--- Given instruction ---
Print all the records exactly, please.
>> Begin
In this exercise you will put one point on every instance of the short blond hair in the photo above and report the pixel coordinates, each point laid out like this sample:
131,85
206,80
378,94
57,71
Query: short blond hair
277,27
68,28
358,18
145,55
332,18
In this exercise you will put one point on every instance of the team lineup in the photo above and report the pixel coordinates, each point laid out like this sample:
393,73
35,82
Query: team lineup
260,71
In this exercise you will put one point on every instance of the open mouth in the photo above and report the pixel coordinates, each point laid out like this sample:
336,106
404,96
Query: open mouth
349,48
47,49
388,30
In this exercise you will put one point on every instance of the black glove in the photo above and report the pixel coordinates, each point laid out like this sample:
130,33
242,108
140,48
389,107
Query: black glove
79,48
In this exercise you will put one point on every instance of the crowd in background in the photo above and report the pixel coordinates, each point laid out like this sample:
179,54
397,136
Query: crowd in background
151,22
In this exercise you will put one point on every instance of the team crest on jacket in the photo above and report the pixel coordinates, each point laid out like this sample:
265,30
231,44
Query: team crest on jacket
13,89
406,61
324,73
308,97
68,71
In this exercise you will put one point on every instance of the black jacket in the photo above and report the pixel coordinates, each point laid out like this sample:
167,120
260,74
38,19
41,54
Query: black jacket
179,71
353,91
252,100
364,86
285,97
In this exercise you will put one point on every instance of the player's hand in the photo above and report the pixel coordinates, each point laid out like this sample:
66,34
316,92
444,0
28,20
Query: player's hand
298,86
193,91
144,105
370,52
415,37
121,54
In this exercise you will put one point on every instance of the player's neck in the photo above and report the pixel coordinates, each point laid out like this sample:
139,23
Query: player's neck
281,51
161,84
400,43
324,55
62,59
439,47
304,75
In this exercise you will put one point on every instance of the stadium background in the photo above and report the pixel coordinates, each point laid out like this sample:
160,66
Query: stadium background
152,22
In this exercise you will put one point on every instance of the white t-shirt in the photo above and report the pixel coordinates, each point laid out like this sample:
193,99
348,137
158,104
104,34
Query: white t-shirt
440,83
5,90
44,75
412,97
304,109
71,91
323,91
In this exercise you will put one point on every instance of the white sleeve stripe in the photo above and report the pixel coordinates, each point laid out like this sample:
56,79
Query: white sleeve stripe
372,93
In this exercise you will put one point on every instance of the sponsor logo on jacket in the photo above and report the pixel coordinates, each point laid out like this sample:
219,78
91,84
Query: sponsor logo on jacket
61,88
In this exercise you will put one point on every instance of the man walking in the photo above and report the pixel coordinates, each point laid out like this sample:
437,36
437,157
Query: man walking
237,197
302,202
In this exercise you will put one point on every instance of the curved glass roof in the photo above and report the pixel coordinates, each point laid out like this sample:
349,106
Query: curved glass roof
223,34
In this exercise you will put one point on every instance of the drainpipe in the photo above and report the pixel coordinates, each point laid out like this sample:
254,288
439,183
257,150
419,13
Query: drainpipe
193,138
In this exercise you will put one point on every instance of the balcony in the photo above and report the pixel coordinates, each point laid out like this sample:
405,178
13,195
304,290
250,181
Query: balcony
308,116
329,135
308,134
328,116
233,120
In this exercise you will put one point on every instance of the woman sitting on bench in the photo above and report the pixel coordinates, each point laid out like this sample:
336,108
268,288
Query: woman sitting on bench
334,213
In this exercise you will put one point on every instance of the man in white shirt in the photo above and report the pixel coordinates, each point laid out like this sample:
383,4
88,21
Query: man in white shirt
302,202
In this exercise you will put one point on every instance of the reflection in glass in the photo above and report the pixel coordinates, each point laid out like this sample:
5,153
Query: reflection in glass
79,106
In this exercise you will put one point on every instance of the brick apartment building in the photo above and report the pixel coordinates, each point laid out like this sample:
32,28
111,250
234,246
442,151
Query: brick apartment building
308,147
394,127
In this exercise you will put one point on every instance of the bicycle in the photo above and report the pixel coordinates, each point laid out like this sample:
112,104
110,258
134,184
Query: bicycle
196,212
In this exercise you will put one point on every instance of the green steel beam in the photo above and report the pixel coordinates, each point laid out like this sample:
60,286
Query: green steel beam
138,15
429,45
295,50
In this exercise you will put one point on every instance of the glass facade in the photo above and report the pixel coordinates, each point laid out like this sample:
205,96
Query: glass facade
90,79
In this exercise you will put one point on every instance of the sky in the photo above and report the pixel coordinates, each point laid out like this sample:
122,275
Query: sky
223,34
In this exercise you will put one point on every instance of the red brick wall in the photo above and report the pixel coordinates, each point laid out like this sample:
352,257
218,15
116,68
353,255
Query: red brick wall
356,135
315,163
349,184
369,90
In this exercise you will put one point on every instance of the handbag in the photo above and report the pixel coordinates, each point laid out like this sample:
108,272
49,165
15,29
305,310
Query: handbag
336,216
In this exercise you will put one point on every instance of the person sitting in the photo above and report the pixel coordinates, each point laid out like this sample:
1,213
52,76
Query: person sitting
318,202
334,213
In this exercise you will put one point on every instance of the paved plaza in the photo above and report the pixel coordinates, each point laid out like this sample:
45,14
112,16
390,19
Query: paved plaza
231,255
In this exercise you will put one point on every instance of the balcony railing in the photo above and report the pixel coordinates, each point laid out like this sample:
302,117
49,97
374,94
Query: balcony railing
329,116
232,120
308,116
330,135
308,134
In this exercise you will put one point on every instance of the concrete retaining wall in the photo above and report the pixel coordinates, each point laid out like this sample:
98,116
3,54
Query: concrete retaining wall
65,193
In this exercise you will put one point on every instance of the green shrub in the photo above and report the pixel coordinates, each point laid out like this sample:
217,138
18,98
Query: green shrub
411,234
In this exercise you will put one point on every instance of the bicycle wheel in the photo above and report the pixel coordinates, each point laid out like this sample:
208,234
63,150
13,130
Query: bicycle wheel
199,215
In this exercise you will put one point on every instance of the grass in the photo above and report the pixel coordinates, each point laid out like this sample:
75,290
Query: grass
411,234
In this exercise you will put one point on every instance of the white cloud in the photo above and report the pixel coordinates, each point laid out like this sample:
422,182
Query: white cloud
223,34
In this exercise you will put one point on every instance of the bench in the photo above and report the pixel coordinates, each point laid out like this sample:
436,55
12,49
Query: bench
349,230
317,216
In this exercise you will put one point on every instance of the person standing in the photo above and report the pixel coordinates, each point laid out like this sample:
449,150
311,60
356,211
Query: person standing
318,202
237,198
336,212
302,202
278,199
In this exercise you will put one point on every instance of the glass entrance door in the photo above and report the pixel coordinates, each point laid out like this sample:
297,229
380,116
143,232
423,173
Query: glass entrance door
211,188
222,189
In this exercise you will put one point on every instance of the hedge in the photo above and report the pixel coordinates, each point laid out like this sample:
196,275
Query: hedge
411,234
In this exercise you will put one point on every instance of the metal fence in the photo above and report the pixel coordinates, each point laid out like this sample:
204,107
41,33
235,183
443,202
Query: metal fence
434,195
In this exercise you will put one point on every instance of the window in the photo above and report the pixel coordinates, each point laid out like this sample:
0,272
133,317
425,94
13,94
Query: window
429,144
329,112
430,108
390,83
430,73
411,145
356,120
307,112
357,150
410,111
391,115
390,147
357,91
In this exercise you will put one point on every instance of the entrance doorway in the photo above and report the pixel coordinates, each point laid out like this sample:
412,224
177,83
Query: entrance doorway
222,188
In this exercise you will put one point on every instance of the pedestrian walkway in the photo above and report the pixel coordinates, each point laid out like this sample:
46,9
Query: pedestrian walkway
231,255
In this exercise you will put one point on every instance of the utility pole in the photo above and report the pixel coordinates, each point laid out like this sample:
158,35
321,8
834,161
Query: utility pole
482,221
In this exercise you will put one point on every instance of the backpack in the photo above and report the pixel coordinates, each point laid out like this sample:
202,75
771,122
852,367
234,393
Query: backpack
>> End
--- Solution to this exercise ---
In this exercise you will put one point on every instance of the short blond hair in the photo above and report the pixel coordinates, each point laid out like this sample:
131,85
206,80
378,94
57,71
Query: short blond hair
277,27
68,28
358,18
145,55
332,18
In this exercise you will put one point on every instance of the team lineup in the photo above and report the pixel coordinates, each point laid out like this sample:
393,73
35,82
Query: team lineup
260,71
In this exercise you will put one point on every instance of the open mouth in the photo above and report the pixel coordinates, each point laid out like this sample:
336,106
404,96
Query: open mouth
349,48
47,49
388,30
In this exercise you will put one point on every instance of the black glove in the photo above and report the pixel coordinates, each point laid out like this sample:
130,33
242,108
140,48
389,107
Query: black glove
79,48
In this exercise you will put one point on every instance of the crowd in background in the photo above and report the pixel coordinates, each point laid out like this sample:
179,54
397,136
Query: crowd in background
151,22
In this exercise you will put one point on every instance of the team crest on jacket in the photo above and report the pixel coordinates, each point laid out like this sample:
265,30
231,44
Query: team crest on jacket
13,89
406,61
324,73
308,97
68,71
In this exercise you will put one point on every instance of the black jacket in the photo above and report the pixel coordinates, each point laid out like this sample:
167,120
260,74
38,19
41,54
Query: black jacket
179,71
353,91
252,100
364,86
285,97
In this exercise you will put one point on every instance of the player's hand in the photo above and report the pixel coordinates, each point laid out like this sample:
66,34
316,92
444,0
28,20
Query: player's hand
298,86
193,91
144,105
370,52
415,37
121,54
In this exercise you will put one point on every instance of the player's neck in the photo above and report the pixel coordinates, each point laid out like this sample:
139,23
Query: player's neck
281,51
161,84
400,43
324,55
62,59
439,47
304,75
In this exercise you will put one point on every instance of the stadium background in the photo above and report the pixel coordinates, each point laid out like this sample:
160,66
Query: stadium background
152,22
In this exercise you will put one point on every instance of the white t-shirt in the photo above and report the pixel coordinates, each point laid out like this sample:
193,99
348,137
158,104
104,34
Query: white t-shirt
440,83
5,90
44,75
412,97
304,109
71,91
323,91
In this exercise you will put one point on every instance of the white sleeve stripe in the photo above and report the pixel coordinates, each point laid out like this sample:
56,79
Query: white sleeve stripe
372,93
In this exercise you will put one point on every instance of the sponsor logo on jacket in the photo above and report the pixel coordinates, each point laid out like this sample:
219,78
91,84
Query: sponsor logo on jacket
61,88
In this exercise you will put one point on every instance of the man walking in the photo above and report the pixel coordinates, each point laid out like this sample:
437,36
437,157
Query: man walking
237,197
302,202
In this exercise you will put one point on every instance of the curved glass roof in the photo above and report the pixel coordinates, each point laid out like this sample:
349,106
Query: curved glass roof
223,34
In this exercise you will put one point on every instance of the drainpipe in the photo above and report the pixel coordinates, each point laid out like this sample:
254,288
439,183
257,150
419,13
Query: drainpipe
193,138
In this exercise you will put one point on every instance of the balcony in the photo above and report the pixel coordinates, each point laid out like this sample:
405,178
13,195
304,290
250,181
Query: balcony
308,116
329,135
308,134
328,116
233,120
In this exercise you will put one point on every instance of the woman sitting on bench in the photo above and report the pixel coordinates, each point laid out like this sample:
336,108
268,288
Query: woman sitting on bench
334,213
In this exercise you will put one point on every instance of the man in white shirt in the photo above and report the pixel coordinates, each point laid out like this sample:
383,4
88,21
Query: man in white shirt
302,202
In this exercise you will put one point on every instance of the reflection in glass in the photo above and report the pixel coordinates, each point laid out like this sample:
5,153
Query: reflection in glass
79,106
In this exercise you will put one point on every instance of the brick apartment building in the photo above and report the pixel coordinates, each point laid out like this sample:
32,28
111,250
234,246
442,151
Query: brick apartment building
308,147
394,127
In this exercise you will put one point on every instance of the bicycle in the photo above and report the pixel coordinates, each point laid out like this sample:
112,104
110,258
134,184
Query: bicycle
196,212
In this exercise you will put one point on every instance of the green steel beam in the photo above and report the pixel coordinates, each point laid out like this sample:
60,286
Query: green steel beam
138,15
429,45
295,50
In this exercise you will put one point on every instance of the glass facade in the photo above and report the pixel coordinates, each point laid out like this sample:
205,96
Query: glass facade
90,79
In this exercise you will put one point on every instance of the sky in the photo above and report the pixel coordinates, each point laid out like this sample:
122,275
Query: sky
223,34
In this exercise you will put one point on every instance of the red brick wall in the photo above and report the pixel coordinates, each point laid out like this sample:
352,257
218,15
116,68
353,255
Query: red brick wall
356,135
315,163
349,184
369,90
In this exercise you will put one point on every instance of the handbag in the photo above and report the pixel coordinates, each point laid out like this sample:
108,272
49,165
15,29
305,310
Query: handbag
336,216
In this exercise you will put one point on every instance of the person sitting in the photo above and report the pixel coordinates, each point laid out like this sample:
1,213
52,76
Query: person sitting
318,202
334,213
In this exercise you will put one point on every instance of the paved plaza in the photo above and report the pixel coordinates, each point laid out like this sample:
45,14
112,16
390,19
Query: paved plaza
231,255
In this exercise you will put one point on every instance of the balcony railing in the photo above and report the pixel coordinates, each point laid out like this sample:
302,117
49,97
374,94
Query: balcony railing
329,116
232,120
308,116
330,135
308,134
In this exercise you will put one point on every instance of the concrete retaining wall in the photo above and report the pixel coordinates, each point laid out like this sample:
98,116
3,54
Query: concrete retaining wall
65,193
In this exercise you will put one point on every instance of the green shrub in the photo above and report the pixel coordinates, each point laid out like this sample:
217,138
18,98
Query: green shrub
411,234
In this exercise you will put one point on every instance of the bicycle wheel in the photo above and report the pixel coordinates, each point laid out like this sample:
208,234
63,150
13,130
Query: bicycle wheel
199,215
In this exercise you will put one point on every instance of the grass in the photo above and report the pixel coordinates, each point laid out like this sample:
75,290
Query: grass
411,234
In this exercise you will put one point on every instance of the white cloud in the photo above and report the pixel coordinates, each point laid out like this sample:
422,182
Query: white cloud
223,34
In this exercise you will put one point on every instance of the bench in the photo above and report the pixel coordinates, each point laid out like this sample:
436,55
12,49
Query: bench
349,230
317,216
In this exercise you will put one point on every instance of the person standing in the photo above and report the pixel coordinates, each point laid out like this sample:
449,150
311,60
356,211
Query: person standing
318,202
237,198
336,212
302,202
278,199
In this exercise you will put one point on every instance of the glass entrance door in the photo above and report the pixel coordinates, each point laid out like this sample:
297,229
380,116
143,232
423,173
Query: glass entrance door
211,188
222,189
In this exercise you will put one point on every instance of the hedge in the photo above and report the pixel coordinates, each point laid out like this sample:
196,275
Query: hedge
411,234
In this exercise you will put one point on every instance of the metal fence in the photo above and report the pixel coordinates, each point laid out like this sample:
204,107
41,33
235,183
443,202
Query: metal fence
434,195
In this exercise you will put one point on every instance of the window in the photo above and report the pixel coordinates, each point laid out like this sample:
0,272
133,317
425,94
13,94
Query: window
429,144
329,112
430,108
390,83
430,73
411,145
356,120
307,112
357,150
410,111
391,115
390,147
357,91
In this exercise you will put one point on every instance of the entrance doorway in the photo above and report the pixel coordinates, each point laid out like this sample:
412,224
177,83
Query: entrance doorway
222,188
In this exercise you will put one point on every instance of the pedestrian walkway in the photo above and report the pixel coordinates, each point laid out like this sample:
46,9
Query: pedestrian walkway
231,255
In this exercise you will put one point on every instance of the utility pole in the photo above and report the pixel coordinates, each point laid out like this sample:
158,35
321,8
834,161
Query: utility pole
482,221
In this exercise you will put one point on every instance of the backpack in the photo above and report the pixel coordinates, each point laid out like this sample:
202,75
771,122
852,367
234,393
Query: backpack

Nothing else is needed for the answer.